** start of LISTING **
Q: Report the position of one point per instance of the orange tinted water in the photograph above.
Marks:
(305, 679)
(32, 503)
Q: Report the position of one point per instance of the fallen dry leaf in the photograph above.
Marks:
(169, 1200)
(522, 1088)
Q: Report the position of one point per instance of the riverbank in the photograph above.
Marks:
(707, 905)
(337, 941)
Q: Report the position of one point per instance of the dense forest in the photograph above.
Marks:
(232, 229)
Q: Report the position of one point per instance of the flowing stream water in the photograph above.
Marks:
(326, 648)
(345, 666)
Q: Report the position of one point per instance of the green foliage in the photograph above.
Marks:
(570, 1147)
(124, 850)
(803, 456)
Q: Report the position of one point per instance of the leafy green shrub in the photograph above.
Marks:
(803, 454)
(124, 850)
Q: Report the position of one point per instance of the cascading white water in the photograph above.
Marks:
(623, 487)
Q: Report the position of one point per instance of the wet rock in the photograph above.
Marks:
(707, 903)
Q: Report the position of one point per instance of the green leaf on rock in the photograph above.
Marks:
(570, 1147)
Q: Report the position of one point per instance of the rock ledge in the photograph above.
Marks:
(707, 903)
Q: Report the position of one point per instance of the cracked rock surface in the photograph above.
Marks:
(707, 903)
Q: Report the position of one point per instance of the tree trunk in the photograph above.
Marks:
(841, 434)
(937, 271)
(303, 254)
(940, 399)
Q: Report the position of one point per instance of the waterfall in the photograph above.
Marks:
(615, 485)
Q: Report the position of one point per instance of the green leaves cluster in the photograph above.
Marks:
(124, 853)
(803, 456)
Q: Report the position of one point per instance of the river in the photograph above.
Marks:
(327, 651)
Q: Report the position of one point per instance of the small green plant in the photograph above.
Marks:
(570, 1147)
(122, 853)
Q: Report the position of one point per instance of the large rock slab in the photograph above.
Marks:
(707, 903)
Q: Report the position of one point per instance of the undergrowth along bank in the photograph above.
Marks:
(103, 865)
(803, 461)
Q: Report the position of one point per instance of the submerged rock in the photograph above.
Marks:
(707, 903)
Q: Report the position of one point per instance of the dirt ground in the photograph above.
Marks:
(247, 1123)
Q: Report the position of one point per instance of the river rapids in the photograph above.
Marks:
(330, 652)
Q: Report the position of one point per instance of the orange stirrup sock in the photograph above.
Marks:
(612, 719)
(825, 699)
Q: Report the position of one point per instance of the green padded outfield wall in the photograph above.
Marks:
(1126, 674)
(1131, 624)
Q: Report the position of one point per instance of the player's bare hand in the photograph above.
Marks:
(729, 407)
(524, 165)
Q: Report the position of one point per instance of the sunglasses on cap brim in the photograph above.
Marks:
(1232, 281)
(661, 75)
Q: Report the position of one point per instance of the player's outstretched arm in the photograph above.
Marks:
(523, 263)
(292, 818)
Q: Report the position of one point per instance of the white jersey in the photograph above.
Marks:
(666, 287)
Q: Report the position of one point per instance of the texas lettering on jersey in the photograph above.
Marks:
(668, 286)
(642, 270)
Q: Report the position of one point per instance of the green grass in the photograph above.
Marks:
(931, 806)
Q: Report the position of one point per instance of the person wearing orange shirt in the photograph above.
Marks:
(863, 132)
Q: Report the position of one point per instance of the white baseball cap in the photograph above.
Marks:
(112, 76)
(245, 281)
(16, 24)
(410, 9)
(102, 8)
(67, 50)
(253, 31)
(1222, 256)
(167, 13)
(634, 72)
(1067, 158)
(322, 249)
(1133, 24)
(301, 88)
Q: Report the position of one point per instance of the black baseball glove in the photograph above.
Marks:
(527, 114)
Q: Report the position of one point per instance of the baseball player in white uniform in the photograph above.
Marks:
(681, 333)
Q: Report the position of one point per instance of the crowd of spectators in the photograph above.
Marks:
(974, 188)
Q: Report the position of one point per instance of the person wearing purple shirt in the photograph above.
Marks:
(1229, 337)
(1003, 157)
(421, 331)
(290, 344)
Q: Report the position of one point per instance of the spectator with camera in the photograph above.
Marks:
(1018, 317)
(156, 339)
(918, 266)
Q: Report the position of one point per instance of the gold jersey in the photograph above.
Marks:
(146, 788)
** end of LISTING **
▶ [GIVEN EXERCISE] Write out the records shown above, exactly as they appear.

▶ [FINISHED TASK]
Q: Report the position of one point per instance of the orange tinted water in the photograph above.
Marks:
(305, 679)
(32, 503)
Q: Report the position of one point per instance of the fallen dry leaf in the photograph above.
Marks:
(169, 1200)
(522, 1088)
Q: Report the position of one point per instance of the riverbank in the photograph above.
Marks:
(707, 905)
(337, 941)
Q: Report the position of one point per instance of the dense forest in the photograph above.
Marks:
(232, 229)
Q: Report the position of one point per instance of the flowing stream water in the photograph above.
Marks:
(326, 648)
(345, 666)
Q: Report the position of one point per instance of the green foliage in the photograph above.
Marks:
(570, 1147)
(124, 850)
(803, 456)
Q: Report the position of one point per instance of the leafy green shrub in the photograph above.
Marks:
(803, 454)
(124, 850)
Q: Report the position of one point per instance of the cascading white water in the photograph above.
Marks:
(623, 487)
Q: Report the position of one point per instance of the wet rock in the photograph above.
Marks:
(707, 903)
Q: Report the position of one point per instance of the green leaf on rock in the photograph above.
Marks:
(570, 1147)
Q: Report the position of one point per instance of the rock ledge in the photograph above.
Marks:
(707, 903)
Q: Report the position of one point per instance of the cracked rock surface in the photograph above.
Marks:
(707, 903)
Q: Report the position of one point per instance of the tree trunk in the photograph above.
Marks:
(841, 434)
(937, 271)
(303, 254)
(940, 399)
Q: Report the position of one point per instance of the waterfall in the photograph above.
Marks:
(615, 485)
Q: Report the position of one point per instance of the green leaves cluster in the photograph above.
Marks:
(124, 853)
(803, 456)
Q: Report the position of one point per instance of the river in the photograph above.
Marks:
(327, 651)
Q: Report the position of one point per instance of the small green plant in the photograph above.
Marks:
(570, 1147)
(122, 853)
Q: Report the position of one point per instance of the large rock slab in the photograph above.
Marks:
(707, 903)
Q: Report the position of one point per instance of the undergrowth along bank in the photograph above.
Marks:
(103, 865)
(803, 461)
Q: Report the position of one point per instance of the submerged rock in the photograph above.
Marks:
(707, 903)
Q: Report the position of one point per instance of the dirt ground in the photograph above.
Marks:
(247, 1123)
Q: Report the position of one point per instance of the river rapids in the photograph above.
Marks:
(330, 652)
Q: Report the position of one point per instance of the orange stirrup sock in the photograph above.
Marks:
(612, 719)
(825, 699)
Q: Report the position of one point per instance of the green padded outfield wall in the photograph above.
Marks:
(1126, 674)
(1131, 624)
Q: Report the position of one point per instance of the player's bare hand in the photograph above.
Marks:
(729, 407)
(524, 165)
Q: Report the position of one point per instance of the sunglasses on cap brim in the photograph above.
Marks:
(1232, 281)
(661, 75)
Q: Report the position of one point per instance of the player's outstretched arm in the photograph above.
Marks:
(523, 263)
(292, 818)
Q: Report the position of one point per instance of the white jersey in the photograph above.
Marks:
(666, 287)
Q: Report the position of one point per instance of the texas lettering on jersey in the photograph above.
Marks:
(668, 286)
(642, 270)
Q: Report the position of one point per instance of the green grass in the photograph above.
Marks:
(931, 806)
Q: Report the position of one point per instance of the person wearing orange shirt in the photograph above.
Marks:
(863, 132)
Q: Report the position of one point per instance of the white baseball cap in the photograph above.
Marks:
(112, 76)
(245, 281)
(16, 24)
(410, 9)
(102, 8)
(67, 50)
(253, 31)
(1222, 256)
(167, 13)
(634, 72)
(1067, 158)
(322, 249)
(1133, 24)
(301, 88)
Q: Report the position of one point per instance of the black baseball glove in the photograph above.
Marks:
(527, 114)
Q: Report the position of one point per instance of the baseball player in white uniform in the photograph above.
Marks:
(681, 333)
Q: Report the position of one point per instance of the crowd of spectators in the photograph above.
Marks:
(974, 188)
Q: Report the position of one point per instance of the person wearing purple shirt in the photograph above.
Marks:
(1229, 337)
(1003, 157)
(421, 331)
(290, 344)
Q: Report the position of one point per instance of the spectator with camera in the photograph above.
Marks:
(1018, 317)
(156, 339)
(918, 266)
Q: Report the position of one point per instance of the gold jersey in the photograph above.
Marks:
(146, 788)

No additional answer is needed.